___ Textauszug ___
Ende 1998 kam ich in den Ausschuss Bildung und Erziehung. Für kirchliche Bildungsarbeit mich einzusetzen schien durchaus sinnvoll. Nur erwies sich der Ausschuss über weite Strecken als institutionalisierte Belanglosigkeit. Längere Zeit war völlig unklar, mit welchen Aufgaben wir uns zu beschäftigen hatten. Die Ausschussmitglieder haben im wesentlichen Vorlagen der Kirchenverwaltung zu bearbeiten, und es gibt wenig Spielraum, um eigene Ideen und Anregungen einzubringen. Projekte, für die ich mich aus Überzeugung eingesetzt habe, waren die evangelischen Schulen. Teilweise hatten wir damit auch Erfolg. Dass die evangelische Stadtschule in Frankfurt gescheitert ist, liegt m.E. weniger an den Finanzen als vielmehr daran, dass dieses Vorhaben von allzu vielen Personen und Gremien, die auch mitreden wollten, im Streit der Interessen im Rhein-Main-Gebiet solange hinausgezögert und zerredet wurde, bis nichts mehr zu machen war. Die Konzeption und die beabsichtigte Einbindung der Schule ins Frankfurter Diakonissenhaus halte ich nach wie vor für wegweisend.

Die Öffentlichkeitsarbeit hat in der EKHN einen hohen Rang erhalten. Das ergibt sich meiner Ansicht nach folgerichtig aus einem Kirchenverständnis, das die Präsenz der Kirche in der Gesellschaft weiträumig wahren will und die Großstadt als Maßstab für kirchliche Entwicklung nimmt. In unseren Verhältnissen erfordert dies, kirchliche Arbeit auch in Massenmedien darzustellen, um ihr die gebührende öffentliche Aufmerksamkeit zu verschaffen. Denn gerade auf diesem Weg öffentlicher Medienkommunikation, so nimmt man an, könnte die Mehrheit unserer kirchendistanzierten Zeitgenossen noch am besten erreicht werden.
___ Gespeicherte Datensätze ___
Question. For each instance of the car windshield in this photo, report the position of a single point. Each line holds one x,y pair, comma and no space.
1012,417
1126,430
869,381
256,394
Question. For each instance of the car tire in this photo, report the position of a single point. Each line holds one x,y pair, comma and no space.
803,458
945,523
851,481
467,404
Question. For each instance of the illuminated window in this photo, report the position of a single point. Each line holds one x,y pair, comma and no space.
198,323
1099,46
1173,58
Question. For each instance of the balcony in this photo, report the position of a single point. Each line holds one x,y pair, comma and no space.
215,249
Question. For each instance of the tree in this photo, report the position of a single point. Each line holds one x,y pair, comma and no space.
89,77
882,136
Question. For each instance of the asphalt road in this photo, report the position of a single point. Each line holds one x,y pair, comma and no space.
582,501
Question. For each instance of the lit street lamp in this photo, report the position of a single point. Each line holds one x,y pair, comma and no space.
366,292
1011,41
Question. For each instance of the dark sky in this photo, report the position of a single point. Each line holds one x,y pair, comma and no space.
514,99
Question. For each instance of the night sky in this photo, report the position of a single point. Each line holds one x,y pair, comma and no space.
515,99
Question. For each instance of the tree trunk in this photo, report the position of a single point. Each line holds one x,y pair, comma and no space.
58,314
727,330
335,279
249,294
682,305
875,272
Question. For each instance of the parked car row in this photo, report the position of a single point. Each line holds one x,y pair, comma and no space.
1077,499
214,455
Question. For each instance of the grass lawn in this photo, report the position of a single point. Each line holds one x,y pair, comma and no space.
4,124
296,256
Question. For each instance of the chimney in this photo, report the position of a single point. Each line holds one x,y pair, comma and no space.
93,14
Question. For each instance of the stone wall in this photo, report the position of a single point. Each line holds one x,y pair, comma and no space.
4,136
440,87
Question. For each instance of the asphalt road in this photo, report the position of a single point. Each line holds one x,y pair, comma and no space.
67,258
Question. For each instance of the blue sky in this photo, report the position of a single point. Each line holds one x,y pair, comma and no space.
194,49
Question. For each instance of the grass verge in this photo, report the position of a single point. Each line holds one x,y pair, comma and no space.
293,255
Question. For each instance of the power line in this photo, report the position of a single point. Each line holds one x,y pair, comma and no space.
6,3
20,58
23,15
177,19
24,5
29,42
___
• **Ziel der Übung**
Geben Sie den Absatz des Textauszugs, der mit „Die Öffentlichkeitsarbeit hat“ beginnt, als knappe Stichpunktliste wieder, die seine wesentlichen Aussagen bewahrt. Das Material stammt aus einer anderen Quelle.

• **Lösung**
- Die Öffentlichkeitsarbeit hat in der EKHN einen hohen Rang erhalten.
- Dies folgt laut Text aus einem Kirchenverständnis, das die Präsenz der Kirche in der Gesellschaft weiträumig wahren will und die Großstadt zum Maßstab kirchlicher Entwicklung nimmt.
- Daher muss kirchliche Arbeit auch in Massenmedien dargestellt werden, damit sie die gebührende öffentliche Aufmerksamkeit erhält.
- Man nimmt an, dass auf diesem Weg die Mehrheit der kirchendistanzierten Zeitgenossen am besten erreicht werden könnte.